--- SOURCE DATA ---
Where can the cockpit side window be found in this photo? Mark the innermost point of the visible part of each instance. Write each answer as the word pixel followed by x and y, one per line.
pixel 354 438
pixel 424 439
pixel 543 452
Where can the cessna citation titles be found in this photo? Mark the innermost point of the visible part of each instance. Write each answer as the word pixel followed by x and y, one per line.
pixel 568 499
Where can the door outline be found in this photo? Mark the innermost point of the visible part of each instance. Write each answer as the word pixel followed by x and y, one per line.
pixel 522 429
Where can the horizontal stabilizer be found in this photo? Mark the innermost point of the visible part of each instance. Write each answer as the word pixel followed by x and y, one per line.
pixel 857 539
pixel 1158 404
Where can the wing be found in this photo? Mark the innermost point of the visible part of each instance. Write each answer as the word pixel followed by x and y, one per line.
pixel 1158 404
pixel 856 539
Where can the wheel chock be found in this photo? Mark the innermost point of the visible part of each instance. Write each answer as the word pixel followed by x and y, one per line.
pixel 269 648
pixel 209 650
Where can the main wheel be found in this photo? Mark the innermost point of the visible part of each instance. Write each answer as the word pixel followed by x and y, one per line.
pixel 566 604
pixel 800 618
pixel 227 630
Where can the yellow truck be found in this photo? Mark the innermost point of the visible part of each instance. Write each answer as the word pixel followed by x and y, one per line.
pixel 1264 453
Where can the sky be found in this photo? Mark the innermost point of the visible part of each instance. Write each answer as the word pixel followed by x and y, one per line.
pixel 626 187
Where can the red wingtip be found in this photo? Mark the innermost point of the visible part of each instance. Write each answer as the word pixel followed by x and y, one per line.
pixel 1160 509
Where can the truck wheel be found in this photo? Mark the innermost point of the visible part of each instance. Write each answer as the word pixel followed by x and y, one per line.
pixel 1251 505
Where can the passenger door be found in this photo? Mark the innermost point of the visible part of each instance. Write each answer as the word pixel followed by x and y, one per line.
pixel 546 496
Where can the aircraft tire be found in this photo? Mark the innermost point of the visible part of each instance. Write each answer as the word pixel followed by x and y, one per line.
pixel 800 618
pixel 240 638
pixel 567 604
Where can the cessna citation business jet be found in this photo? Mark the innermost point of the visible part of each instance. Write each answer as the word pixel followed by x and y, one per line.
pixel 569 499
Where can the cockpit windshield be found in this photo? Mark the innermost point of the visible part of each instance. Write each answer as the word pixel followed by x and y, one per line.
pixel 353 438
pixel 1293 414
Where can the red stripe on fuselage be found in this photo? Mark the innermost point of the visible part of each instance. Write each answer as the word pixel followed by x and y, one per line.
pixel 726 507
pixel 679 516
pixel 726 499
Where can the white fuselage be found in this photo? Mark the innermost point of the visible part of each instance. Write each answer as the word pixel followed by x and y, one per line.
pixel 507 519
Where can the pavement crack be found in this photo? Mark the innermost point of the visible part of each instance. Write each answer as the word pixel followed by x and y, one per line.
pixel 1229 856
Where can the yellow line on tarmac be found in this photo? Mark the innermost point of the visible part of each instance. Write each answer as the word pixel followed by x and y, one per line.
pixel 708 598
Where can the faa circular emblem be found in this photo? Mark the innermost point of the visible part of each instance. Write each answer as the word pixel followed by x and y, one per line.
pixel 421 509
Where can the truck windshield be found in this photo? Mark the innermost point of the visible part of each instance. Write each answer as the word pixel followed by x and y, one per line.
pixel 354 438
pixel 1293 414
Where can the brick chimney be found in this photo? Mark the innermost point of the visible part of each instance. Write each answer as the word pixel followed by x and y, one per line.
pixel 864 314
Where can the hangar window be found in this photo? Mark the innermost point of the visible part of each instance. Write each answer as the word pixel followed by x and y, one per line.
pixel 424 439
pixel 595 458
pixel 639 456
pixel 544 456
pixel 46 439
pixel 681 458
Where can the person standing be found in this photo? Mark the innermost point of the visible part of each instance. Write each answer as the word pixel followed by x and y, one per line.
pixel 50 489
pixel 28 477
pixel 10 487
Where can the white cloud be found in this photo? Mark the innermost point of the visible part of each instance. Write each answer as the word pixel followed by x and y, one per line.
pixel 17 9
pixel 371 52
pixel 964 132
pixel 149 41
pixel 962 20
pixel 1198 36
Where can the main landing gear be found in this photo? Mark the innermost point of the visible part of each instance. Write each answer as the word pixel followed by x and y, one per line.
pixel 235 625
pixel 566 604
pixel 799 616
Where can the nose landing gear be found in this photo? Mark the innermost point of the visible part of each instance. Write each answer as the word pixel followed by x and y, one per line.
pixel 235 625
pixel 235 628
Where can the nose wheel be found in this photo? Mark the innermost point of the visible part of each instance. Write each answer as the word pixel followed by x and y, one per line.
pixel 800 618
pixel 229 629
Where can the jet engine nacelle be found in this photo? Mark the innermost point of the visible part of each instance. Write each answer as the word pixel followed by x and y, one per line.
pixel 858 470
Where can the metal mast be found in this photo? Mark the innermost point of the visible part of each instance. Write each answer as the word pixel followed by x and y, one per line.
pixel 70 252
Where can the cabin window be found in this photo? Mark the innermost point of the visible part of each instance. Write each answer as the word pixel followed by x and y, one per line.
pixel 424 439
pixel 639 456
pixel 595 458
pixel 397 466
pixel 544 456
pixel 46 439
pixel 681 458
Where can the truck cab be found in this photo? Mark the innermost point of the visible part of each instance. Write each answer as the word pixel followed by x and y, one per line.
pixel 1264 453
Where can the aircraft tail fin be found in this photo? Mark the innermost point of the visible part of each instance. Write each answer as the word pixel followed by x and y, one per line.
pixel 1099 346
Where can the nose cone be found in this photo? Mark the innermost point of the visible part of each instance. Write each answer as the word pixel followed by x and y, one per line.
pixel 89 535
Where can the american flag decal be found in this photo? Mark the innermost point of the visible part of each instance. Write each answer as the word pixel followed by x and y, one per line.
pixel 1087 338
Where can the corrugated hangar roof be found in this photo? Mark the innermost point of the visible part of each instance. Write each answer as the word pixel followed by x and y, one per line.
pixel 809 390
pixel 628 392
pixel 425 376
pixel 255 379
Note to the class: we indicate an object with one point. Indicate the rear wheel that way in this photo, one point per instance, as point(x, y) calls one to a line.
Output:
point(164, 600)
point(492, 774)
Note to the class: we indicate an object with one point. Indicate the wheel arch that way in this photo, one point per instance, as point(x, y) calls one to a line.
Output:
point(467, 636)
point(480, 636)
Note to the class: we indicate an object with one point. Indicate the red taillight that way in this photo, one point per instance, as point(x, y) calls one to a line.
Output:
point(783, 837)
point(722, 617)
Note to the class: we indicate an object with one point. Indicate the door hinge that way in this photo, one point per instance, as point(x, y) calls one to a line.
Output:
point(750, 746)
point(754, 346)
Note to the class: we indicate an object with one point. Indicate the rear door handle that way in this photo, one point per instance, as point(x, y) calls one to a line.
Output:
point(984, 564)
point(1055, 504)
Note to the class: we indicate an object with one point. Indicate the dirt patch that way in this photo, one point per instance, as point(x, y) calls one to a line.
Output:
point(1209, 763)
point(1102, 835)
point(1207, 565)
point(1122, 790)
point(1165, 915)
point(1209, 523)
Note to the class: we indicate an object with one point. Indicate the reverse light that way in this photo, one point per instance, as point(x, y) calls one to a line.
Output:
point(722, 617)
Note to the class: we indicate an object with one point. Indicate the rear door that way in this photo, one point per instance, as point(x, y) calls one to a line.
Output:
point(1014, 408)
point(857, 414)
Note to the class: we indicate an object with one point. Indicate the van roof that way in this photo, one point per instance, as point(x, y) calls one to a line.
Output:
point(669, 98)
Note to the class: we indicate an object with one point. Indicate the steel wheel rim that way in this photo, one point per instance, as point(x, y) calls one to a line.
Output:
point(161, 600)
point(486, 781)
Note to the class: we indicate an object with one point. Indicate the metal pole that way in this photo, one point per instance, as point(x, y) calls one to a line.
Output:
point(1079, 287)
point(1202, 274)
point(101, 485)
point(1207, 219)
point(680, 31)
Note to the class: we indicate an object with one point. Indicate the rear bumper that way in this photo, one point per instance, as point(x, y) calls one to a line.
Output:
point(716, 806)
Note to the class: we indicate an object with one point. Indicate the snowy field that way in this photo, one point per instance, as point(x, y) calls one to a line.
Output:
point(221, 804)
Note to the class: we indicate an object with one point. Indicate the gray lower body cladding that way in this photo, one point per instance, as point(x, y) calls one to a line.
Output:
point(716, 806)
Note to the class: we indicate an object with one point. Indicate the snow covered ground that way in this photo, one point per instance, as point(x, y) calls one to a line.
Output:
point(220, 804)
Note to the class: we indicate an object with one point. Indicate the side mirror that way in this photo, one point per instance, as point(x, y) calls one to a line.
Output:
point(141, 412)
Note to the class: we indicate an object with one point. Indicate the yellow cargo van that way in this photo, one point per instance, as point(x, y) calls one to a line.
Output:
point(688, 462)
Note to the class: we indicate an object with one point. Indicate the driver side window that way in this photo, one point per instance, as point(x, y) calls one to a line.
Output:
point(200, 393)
---
## WORK TO COMPLETE
Begin at the line of the listing that contains "Indicate the van" and stop after the line that contains "point(486, 781)", including both of those lines. Reproduce only these lines, renaming "Output" to "Result" and leaving everything else unchanged.

## FINISHED TASK
Note to the class: we indicate an object with one point. Indicate the van roof that way in this photo, one point per instance, as point(x, y) calls one to a line.
Result:
point(669, 98)
Note to the class: we indicate an object with one point. Indicate the steel wheel rim that way in this photo, one point per instance, as point(x, y) calls one to a line.
Result:
point(161, 600)
point(486, 781)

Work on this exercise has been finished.